___ Entries

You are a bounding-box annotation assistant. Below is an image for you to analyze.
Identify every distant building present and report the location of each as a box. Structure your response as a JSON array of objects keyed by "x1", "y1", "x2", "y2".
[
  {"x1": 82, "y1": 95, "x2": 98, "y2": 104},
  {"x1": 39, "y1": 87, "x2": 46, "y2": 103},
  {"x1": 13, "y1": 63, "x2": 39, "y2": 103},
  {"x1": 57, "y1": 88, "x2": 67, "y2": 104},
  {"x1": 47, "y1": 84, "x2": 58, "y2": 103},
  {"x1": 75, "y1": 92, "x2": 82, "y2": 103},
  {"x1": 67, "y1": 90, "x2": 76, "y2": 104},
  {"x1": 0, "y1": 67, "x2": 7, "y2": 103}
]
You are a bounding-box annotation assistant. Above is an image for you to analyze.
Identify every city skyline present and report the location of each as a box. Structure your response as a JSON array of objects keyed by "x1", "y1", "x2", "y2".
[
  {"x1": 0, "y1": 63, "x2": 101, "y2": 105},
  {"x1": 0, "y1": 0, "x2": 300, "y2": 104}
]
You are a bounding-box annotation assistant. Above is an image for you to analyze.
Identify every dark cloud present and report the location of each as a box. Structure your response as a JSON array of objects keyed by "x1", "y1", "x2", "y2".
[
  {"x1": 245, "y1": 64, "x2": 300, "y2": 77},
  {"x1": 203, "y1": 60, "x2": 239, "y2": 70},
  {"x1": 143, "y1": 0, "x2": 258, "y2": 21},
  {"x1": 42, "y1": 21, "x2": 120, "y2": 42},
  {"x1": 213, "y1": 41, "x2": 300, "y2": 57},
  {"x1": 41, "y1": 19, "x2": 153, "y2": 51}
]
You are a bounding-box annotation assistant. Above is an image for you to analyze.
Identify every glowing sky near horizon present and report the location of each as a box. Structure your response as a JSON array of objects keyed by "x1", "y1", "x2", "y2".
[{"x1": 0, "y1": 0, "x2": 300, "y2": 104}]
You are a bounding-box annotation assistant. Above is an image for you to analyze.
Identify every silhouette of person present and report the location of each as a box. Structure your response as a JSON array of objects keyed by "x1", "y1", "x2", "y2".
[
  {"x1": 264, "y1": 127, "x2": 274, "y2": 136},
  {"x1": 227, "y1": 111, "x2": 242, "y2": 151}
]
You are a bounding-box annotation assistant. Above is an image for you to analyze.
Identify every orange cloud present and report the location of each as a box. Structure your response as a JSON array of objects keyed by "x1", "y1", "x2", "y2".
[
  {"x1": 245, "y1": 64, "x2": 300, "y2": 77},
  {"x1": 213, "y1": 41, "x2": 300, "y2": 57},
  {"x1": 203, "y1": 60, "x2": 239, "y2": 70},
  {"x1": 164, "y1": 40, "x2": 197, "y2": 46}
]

______

### Problem to work on
Gather every line of the listing above that contains the word "Identify", and write each one out in full.

### Solution below
Identify every distant building present and report the location of each as a box. Structure your response as a JSON array of objects keyed by "x1", "y1", "x2", "y2".
Identify every city skyline present and report the location of each as a box. Structure your response as a JSON array of objects keyed by "x1", "y1", "x2", "y2".
Identify every dark cloud present and report the location of each as a box. Structure your response as a JSON array of objects keyed by "x1", "y1", "x2", "y2".
Identify every glowing sky near horizon present and report the location of each as a box. Structure your response as a JSON array of objects keyed by "x1", "y1", "x2", "y2".
Identify every silhouette of person present and report the location of each as a box. Structure your response as a JSON array of objects keyed by "x1", "y1", "x2", "y2".
Identify every orange cloud present and report the location of each as a box. Structure your response as a JSON array of objects keyed by "x1", "y1", "x2", "y2".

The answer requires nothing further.